### What you should do
Find each line below where the word "gray" occurs, and copy it.

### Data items
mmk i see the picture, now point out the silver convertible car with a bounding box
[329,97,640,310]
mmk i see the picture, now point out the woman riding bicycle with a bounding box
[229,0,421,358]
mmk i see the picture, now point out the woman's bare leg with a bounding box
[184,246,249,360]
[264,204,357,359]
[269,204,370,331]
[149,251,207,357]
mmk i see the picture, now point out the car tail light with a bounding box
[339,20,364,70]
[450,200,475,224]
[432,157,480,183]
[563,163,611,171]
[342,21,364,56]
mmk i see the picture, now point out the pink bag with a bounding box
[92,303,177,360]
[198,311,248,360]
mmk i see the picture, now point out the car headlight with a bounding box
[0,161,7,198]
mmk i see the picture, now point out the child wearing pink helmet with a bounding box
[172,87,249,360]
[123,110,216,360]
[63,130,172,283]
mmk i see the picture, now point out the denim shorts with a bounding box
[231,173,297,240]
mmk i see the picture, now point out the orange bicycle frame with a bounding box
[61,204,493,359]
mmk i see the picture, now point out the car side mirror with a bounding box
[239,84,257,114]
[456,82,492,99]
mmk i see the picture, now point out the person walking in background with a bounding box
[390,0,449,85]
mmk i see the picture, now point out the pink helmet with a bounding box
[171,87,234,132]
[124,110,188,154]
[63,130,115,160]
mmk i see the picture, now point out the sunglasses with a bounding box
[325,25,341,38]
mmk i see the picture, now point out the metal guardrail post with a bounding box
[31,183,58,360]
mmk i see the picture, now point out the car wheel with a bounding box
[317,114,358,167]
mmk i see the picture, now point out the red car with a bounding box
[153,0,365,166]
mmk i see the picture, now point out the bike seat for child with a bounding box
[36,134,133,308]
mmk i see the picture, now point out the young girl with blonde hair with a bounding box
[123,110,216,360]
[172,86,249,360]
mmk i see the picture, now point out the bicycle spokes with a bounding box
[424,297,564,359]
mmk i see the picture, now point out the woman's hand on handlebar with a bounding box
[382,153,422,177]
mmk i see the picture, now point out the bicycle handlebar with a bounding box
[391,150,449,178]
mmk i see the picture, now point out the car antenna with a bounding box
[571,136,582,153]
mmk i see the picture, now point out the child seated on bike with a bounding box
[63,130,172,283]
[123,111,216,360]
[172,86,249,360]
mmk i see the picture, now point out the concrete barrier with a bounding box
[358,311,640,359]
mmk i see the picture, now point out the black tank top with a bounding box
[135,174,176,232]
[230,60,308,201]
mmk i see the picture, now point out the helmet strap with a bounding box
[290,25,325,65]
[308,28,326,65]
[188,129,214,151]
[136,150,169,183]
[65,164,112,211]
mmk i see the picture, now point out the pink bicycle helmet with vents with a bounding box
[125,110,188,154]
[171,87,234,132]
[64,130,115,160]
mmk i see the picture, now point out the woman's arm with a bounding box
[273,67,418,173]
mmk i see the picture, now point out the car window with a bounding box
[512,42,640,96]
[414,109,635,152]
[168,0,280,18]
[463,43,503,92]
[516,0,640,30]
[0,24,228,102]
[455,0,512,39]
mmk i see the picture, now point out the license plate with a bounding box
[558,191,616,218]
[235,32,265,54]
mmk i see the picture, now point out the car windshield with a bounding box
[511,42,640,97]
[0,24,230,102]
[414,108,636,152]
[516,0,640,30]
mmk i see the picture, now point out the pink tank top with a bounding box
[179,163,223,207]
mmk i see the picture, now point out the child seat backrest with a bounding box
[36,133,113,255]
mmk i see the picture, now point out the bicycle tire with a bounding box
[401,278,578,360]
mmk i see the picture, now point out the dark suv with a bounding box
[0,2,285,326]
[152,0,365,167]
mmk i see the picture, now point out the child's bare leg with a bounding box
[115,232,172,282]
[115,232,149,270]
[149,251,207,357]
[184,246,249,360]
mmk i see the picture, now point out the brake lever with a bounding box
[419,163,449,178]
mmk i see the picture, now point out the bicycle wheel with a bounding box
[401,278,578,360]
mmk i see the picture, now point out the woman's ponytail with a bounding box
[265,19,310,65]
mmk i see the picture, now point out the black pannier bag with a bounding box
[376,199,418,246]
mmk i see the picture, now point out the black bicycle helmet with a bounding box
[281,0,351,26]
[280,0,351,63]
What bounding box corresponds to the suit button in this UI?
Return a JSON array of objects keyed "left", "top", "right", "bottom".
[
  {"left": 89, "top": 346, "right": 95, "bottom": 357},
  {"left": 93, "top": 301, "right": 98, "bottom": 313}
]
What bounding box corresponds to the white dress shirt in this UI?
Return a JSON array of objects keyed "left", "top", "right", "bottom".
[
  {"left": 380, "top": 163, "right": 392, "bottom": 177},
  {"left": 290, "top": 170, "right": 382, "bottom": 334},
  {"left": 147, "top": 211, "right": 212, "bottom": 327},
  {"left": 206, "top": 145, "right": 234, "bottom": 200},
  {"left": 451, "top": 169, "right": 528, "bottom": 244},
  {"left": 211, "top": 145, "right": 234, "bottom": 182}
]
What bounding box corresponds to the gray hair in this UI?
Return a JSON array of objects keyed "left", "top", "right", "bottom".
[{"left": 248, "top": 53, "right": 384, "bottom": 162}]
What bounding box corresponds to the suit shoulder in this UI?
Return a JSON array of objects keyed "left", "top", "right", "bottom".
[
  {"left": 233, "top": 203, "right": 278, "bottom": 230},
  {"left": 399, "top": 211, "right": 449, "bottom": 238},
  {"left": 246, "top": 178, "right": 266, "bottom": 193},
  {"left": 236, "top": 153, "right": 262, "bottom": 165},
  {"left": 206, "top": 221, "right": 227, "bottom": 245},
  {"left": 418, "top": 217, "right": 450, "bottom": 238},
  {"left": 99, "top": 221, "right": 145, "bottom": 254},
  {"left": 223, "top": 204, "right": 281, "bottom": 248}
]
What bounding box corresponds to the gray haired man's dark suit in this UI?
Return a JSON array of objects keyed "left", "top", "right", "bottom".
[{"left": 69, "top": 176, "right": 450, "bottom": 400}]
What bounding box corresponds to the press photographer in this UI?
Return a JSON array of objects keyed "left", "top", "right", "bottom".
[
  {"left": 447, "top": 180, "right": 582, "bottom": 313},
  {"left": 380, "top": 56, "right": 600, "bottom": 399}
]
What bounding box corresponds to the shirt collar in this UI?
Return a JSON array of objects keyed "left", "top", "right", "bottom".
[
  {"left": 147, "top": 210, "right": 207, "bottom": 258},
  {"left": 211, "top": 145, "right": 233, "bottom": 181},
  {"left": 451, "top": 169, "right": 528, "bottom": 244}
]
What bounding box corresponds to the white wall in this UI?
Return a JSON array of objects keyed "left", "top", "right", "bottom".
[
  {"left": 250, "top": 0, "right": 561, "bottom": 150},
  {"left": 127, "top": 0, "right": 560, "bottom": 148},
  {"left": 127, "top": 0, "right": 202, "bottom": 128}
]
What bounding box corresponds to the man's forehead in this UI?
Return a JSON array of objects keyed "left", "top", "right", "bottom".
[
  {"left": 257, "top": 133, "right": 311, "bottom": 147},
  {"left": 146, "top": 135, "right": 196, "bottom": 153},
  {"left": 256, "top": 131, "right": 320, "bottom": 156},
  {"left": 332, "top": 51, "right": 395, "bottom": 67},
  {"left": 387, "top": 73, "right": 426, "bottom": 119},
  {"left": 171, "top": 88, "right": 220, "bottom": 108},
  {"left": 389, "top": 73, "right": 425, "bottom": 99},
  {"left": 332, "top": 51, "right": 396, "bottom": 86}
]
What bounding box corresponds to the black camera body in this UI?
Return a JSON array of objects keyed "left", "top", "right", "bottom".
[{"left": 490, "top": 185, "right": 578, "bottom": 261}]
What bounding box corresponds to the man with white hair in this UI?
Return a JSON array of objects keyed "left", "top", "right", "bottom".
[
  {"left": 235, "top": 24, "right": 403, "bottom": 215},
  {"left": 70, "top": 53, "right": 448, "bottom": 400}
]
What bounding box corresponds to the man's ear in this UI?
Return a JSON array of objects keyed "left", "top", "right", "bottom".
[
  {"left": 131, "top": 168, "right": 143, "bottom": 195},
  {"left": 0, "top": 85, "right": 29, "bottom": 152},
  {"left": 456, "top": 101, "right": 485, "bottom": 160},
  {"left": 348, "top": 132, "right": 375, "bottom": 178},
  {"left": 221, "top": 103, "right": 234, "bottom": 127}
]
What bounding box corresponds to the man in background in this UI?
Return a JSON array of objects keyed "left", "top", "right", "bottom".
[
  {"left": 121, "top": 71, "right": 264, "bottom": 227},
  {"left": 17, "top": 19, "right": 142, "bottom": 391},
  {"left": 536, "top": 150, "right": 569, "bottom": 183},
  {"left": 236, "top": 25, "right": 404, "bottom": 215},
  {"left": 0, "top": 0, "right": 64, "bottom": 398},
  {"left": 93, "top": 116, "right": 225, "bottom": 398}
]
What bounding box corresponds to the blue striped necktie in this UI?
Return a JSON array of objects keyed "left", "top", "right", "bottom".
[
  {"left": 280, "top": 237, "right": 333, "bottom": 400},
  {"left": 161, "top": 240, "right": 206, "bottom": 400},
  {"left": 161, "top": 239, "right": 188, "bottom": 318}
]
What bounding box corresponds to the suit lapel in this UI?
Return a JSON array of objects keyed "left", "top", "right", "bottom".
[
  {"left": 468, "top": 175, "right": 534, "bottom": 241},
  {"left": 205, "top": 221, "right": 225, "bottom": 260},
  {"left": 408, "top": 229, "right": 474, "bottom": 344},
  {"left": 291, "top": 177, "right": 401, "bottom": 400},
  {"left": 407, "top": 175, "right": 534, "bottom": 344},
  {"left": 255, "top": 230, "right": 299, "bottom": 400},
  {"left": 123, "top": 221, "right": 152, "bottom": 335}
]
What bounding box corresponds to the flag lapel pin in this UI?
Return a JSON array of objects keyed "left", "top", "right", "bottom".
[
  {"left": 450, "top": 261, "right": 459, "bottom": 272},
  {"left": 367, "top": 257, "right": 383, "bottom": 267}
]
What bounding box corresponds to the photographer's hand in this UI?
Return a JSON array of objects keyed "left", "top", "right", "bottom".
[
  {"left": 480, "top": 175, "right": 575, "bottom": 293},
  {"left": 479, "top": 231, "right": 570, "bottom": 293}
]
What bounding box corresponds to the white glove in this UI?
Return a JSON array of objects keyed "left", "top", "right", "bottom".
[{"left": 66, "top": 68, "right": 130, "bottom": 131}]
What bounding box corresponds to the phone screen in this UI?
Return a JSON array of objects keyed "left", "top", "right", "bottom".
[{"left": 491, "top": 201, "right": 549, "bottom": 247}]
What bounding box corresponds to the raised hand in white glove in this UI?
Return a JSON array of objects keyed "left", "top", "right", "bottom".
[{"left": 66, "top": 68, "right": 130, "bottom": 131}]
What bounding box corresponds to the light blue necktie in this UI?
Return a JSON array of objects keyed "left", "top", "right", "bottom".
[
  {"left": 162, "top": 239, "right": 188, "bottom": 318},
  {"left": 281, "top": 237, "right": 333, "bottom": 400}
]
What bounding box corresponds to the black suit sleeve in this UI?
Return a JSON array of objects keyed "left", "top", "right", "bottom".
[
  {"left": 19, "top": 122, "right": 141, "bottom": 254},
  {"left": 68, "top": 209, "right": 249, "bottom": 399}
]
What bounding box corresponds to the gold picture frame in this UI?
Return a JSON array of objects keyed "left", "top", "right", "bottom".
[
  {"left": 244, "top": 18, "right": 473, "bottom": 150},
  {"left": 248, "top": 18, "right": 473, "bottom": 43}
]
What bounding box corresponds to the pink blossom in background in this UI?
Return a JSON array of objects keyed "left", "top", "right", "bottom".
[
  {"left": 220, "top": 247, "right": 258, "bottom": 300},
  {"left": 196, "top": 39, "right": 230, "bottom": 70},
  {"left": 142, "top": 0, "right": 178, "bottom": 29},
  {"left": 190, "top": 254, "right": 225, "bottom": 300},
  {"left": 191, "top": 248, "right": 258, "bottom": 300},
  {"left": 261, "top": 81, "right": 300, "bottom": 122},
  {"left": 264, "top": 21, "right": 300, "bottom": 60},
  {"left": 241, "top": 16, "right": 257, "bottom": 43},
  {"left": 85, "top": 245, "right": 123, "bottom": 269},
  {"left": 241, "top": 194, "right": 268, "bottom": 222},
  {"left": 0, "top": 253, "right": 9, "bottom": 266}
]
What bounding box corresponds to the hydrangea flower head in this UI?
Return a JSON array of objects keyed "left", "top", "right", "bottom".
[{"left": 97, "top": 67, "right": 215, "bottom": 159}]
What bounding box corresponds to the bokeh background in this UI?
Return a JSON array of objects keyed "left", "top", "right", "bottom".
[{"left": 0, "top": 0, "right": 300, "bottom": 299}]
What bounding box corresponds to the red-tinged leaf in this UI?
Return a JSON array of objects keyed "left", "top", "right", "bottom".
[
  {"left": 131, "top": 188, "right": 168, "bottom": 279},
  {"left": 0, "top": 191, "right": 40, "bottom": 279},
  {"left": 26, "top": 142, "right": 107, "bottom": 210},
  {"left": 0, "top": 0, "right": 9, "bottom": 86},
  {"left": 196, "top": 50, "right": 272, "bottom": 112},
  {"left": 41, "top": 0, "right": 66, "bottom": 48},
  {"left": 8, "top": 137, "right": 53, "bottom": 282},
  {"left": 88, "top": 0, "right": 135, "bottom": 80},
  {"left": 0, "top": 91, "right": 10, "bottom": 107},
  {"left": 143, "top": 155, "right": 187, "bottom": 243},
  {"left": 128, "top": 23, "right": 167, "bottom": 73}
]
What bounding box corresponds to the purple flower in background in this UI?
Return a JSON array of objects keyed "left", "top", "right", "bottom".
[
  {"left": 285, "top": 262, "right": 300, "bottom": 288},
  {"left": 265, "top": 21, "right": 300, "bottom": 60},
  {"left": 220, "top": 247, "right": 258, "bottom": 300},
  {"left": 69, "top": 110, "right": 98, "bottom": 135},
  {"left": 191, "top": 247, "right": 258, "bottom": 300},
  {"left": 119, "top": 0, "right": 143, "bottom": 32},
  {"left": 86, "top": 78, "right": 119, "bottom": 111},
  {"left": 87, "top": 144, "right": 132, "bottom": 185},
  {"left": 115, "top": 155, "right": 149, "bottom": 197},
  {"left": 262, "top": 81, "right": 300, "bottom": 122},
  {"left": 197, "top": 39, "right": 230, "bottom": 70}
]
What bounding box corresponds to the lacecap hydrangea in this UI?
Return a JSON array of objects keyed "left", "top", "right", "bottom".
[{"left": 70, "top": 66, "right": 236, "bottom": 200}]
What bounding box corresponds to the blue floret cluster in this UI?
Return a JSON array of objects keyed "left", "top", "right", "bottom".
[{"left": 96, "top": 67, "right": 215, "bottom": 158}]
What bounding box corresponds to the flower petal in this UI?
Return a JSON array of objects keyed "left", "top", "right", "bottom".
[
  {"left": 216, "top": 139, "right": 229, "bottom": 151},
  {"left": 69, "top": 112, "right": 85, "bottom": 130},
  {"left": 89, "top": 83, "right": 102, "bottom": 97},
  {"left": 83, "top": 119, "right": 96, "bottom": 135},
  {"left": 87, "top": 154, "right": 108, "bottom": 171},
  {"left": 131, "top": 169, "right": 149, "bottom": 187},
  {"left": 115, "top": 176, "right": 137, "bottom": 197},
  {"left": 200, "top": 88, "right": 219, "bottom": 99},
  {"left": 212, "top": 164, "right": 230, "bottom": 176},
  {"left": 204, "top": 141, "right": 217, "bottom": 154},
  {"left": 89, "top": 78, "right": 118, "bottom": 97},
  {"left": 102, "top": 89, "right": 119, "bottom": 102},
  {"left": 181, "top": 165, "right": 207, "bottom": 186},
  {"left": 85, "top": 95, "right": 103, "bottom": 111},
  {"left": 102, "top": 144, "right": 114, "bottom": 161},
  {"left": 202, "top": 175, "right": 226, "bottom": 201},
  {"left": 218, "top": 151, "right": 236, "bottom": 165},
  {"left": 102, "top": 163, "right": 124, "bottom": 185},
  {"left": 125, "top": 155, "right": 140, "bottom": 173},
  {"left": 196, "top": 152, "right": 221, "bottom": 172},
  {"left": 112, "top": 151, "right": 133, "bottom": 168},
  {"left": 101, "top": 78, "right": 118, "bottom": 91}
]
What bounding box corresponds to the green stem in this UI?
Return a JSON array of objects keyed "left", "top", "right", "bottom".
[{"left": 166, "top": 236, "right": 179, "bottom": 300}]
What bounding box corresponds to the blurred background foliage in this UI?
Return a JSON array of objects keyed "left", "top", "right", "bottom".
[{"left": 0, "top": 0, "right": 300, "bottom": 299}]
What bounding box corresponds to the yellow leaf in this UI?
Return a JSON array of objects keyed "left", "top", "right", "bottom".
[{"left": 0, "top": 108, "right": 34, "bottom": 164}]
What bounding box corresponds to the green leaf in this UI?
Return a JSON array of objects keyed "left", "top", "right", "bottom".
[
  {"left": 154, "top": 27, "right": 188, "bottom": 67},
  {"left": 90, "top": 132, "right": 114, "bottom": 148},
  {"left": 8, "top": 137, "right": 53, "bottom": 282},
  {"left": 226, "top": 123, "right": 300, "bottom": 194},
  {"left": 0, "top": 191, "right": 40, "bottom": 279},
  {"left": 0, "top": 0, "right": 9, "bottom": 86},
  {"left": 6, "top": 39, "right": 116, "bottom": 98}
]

### Reply to the task
What bounding box corresponds to the gray hair in this UI?
What bounding box corresponds to the gray haired man's dark suit in this UI?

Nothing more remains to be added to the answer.